##### Textauszug #####

Nachhaltige Mode: Eine giftige Debatte

Bei einem Test der Zeitschrift „Öko-Test“ waren die Kinderjeans von zwei Ökoherstellern besonders schlecht. Welche sind die richtigen Testmethoden?

Ein Kind spielt in einer Jeans am Strand

Damit Kinder unbesorgt spielen können, sollten ihre Jeans nicht mit Schadstoffen belastet sein Foto: imago/Westend61

BERLIN taz | „Mangelhaft“ und „ungenügend“: Für die beiden Öko-Hersteller Hess-Natur und Living Crafts sind die Noten der Zeitschrift Öko-Test, die sie für ihre Kinderjeans bekommen haben, ein GAU. Die grässlich schlechten Noten erhielten die beiden Pioniere ökologischer Kleidungsproduktion, weil das von der Zeitschrift beauftragte Labor in den Stoffproben die Chemikalie Anilin gefunden hatte. Die steht im Verdacht, krebserregend zu sein.

##### Datenzeilen #####

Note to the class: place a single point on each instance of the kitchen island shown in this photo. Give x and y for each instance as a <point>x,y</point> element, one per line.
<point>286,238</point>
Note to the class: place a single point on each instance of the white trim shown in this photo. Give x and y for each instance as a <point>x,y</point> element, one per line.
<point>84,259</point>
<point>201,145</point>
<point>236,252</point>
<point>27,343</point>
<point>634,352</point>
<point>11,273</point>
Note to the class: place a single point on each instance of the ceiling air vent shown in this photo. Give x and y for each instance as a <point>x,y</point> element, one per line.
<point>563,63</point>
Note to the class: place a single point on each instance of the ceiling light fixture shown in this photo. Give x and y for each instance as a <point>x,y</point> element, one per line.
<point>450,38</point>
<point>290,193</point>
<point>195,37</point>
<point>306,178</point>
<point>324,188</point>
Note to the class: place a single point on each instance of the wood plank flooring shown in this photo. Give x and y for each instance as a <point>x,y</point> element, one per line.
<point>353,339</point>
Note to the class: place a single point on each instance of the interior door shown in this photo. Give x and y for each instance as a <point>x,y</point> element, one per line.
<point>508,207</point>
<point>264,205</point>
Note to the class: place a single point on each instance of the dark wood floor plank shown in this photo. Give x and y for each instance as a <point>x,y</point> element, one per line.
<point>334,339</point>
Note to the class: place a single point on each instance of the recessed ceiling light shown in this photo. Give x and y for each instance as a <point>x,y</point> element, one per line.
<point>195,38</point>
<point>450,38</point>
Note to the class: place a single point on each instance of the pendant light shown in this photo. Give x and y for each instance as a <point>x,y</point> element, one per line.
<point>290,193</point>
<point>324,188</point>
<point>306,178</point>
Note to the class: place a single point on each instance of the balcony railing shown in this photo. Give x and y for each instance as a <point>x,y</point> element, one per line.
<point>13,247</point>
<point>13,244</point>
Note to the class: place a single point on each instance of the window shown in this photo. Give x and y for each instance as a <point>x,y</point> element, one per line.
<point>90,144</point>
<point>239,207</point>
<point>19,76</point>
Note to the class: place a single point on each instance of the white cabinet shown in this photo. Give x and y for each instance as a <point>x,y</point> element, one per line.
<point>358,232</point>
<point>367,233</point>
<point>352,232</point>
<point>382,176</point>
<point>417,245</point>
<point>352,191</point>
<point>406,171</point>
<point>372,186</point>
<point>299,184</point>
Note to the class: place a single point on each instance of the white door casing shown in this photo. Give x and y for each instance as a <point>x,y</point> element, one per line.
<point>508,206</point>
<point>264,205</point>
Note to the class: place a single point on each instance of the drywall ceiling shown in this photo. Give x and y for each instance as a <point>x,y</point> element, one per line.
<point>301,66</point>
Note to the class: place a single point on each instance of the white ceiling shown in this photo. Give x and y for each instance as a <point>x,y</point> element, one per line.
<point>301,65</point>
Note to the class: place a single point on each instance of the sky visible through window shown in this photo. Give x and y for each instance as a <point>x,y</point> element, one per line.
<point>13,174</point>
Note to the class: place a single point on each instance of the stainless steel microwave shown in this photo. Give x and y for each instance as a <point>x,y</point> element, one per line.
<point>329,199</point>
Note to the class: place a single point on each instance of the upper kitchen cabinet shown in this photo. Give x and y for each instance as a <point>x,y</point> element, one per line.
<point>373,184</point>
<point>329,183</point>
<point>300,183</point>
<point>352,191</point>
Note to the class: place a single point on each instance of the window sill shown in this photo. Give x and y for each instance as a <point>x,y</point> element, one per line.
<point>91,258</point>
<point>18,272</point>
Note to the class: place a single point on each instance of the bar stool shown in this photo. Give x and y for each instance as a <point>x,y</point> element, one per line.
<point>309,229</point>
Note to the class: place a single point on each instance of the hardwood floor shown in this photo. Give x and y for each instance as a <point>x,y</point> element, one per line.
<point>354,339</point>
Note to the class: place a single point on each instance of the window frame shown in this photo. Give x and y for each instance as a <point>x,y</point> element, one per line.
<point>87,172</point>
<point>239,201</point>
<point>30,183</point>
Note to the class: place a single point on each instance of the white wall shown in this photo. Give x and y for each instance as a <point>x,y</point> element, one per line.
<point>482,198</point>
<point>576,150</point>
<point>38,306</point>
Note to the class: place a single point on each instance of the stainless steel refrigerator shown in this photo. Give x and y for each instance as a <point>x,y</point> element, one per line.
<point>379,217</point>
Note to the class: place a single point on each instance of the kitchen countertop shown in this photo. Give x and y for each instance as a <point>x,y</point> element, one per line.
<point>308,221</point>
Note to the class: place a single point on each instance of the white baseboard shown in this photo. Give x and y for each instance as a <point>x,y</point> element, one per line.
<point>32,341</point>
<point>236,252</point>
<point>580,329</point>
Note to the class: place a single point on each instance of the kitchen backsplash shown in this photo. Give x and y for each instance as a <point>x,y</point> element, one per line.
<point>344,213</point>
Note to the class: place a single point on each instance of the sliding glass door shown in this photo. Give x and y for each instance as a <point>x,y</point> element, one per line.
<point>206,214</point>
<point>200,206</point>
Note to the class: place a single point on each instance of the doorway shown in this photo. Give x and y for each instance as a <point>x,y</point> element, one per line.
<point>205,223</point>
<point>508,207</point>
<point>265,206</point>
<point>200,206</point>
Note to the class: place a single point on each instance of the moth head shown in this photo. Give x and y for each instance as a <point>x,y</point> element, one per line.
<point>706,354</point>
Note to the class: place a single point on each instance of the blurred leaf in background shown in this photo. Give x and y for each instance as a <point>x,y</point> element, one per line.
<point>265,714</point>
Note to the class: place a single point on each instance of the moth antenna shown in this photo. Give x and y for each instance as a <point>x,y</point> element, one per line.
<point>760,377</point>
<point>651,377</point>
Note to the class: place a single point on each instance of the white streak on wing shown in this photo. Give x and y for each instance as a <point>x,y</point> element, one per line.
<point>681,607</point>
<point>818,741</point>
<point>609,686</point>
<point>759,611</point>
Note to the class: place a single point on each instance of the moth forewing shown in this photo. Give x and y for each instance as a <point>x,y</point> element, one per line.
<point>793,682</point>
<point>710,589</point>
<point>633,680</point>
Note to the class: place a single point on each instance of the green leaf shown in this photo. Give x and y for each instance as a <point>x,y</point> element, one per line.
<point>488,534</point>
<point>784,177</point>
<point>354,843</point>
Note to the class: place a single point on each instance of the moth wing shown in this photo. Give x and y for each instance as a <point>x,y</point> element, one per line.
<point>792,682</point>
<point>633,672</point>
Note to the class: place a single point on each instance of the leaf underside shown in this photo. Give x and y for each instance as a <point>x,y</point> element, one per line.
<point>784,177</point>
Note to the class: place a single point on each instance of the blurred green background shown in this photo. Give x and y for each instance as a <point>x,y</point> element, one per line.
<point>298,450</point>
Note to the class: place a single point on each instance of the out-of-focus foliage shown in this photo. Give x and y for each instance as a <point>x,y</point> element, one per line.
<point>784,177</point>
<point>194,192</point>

#####

Aufgaben:
- a) Beantworte kurz drei Fragen zum Artikel über Kinderjeans im Öko-Test:
(i) Welche Zeitschrift hat die Kinderjeans getestet?
(ii) Welche Noten bekamen die beiden Öko-Hersteller für ihre Kinderjeans?
(iii) Welche Chemikalie fand das Labor in den Stoffproben?
- b) Schreib den Artikel über Kinderjeans im Öko-Test weiter, beginnend nach seinem letzten Satz.
Die Zeilen stammen aus einer anderen Quelle als der Textauszug.

Lösungen:
- a)
(i) Die Zeitschrift „Öko-Test“.
(ii) „Mangelhaft“ und „ungenügend“.
(iii) Anilin.

- b)
Die Unternehmen reagieren ganz unterschiedlich auf den Test: Living Crafts aus Oberfranken hat die entsprechende Hose vom Markt genommen – auch wenn sich die Firma ungerecht behandelt fühlt.

Wettbewerber Hess-Natur aus dem hessischen Butzbach geht in die Offensive und kontert mit einem Gegengutachten des Bremer Umweltinstituts. Ergebnis: kein Anilin nachweisbar. Und jetzt? Was soll der Kunde kaufen?

Anilin ist ein Bestandteil der weit verbreiteten Azofarbstoffe. Diese künstlich erzeugten Farben sorgen unter anderem für das tiefe Blau der Jeans. Die Chemikalie ist ein Kontaktgift, das über die Haut aufgenommen wird.

„In Kinderkleidung hat Anilin nichts zu suchen“, sagt Hermann Kruse, Toxikologe an der Universität Kiel, „wenn es frei verfügbar ist“. Achtung, dieser Zusatz ist wichtig.

Worst-Case-Bedingungen

Anilin als möglicher Baustein der Farbstoffe kann sich nämlich entweder tatsächlich im Stoff der Jeans befinden, etwa wenn der eingesetzte Farbstoff noch Reste der Herstellungschemikalien enthält.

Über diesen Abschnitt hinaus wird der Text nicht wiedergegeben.